**Description of the task**. Please copy the lines below from the one containing "the chimney in" through the one containing "the window frame", both included, without any change.

**Information given**.
•••

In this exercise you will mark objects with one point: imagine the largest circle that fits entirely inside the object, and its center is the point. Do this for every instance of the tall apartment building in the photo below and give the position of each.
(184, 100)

•••

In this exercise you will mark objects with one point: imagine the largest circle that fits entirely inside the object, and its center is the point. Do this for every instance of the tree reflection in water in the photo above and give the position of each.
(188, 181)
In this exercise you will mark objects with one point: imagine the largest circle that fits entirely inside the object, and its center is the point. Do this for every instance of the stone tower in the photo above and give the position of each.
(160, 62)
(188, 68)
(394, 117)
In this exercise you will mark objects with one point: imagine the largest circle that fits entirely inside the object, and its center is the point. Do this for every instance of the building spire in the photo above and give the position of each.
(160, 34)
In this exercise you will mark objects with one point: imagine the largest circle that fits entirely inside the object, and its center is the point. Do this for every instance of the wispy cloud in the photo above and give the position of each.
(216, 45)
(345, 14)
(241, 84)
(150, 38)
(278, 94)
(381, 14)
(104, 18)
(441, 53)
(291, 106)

•••

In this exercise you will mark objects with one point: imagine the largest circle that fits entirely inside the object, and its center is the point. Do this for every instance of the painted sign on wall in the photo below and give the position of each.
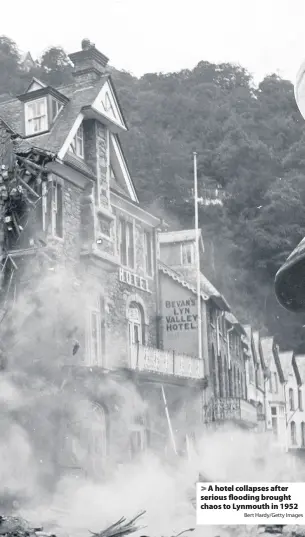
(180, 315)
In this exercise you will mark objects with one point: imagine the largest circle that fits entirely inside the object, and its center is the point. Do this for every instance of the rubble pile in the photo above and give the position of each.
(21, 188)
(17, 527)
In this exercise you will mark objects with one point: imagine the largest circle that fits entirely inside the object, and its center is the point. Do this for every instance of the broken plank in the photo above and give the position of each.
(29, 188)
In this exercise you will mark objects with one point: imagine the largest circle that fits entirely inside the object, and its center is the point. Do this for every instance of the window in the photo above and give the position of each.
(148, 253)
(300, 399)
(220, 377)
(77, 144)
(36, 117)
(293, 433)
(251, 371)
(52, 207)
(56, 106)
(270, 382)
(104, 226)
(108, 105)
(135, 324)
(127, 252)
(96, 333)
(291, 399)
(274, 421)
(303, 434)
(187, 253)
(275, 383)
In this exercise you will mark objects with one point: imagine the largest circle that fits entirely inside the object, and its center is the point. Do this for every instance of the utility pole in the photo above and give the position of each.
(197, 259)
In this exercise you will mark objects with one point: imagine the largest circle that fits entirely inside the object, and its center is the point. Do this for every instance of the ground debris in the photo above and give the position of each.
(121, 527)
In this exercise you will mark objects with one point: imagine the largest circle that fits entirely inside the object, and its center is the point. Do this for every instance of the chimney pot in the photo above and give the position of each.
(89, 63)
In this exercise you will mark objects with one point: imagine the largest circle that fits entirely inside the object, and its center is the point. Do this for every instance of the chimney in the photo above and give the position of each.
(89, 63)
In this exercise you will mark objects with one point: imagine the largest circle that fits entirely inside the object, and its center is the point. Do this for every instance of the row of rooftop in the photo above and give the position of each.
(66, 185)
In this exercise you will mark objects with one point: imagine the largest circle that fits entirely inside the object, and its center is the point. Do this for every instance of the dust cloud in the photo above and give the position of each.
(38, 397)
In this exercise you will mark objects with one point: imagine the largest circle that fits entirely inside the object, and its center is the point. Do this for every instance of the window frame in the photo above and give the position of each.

•••

**Reply**.
In this exercise you will mark objects with one point: imagine the largest circle that fits entirely inside the object, and its center is the point. Do this for every instance of the chimney in the photo above and give the position of each.
(89, 63)
In this exercise you will mark objects with one point: imagine the largest circle that fits entirely inside the object, and its center is the point. Do this for every instance of the row of rooftop in the photo above and give the position of each.
(66, 185)
In this exercise you will mark objects with one point: imagine the largest circle that fits entirely inside the object, and its center is the point. Do this for every instance of the dust cloud in the photo above and give the position of each.
(38, 397)
In this exercise you will mark objects with one point: imagine the largest circle that fits entirely inside the object, and its center is the point. Do this for every instance of the window frame in the photo above and give the position of each.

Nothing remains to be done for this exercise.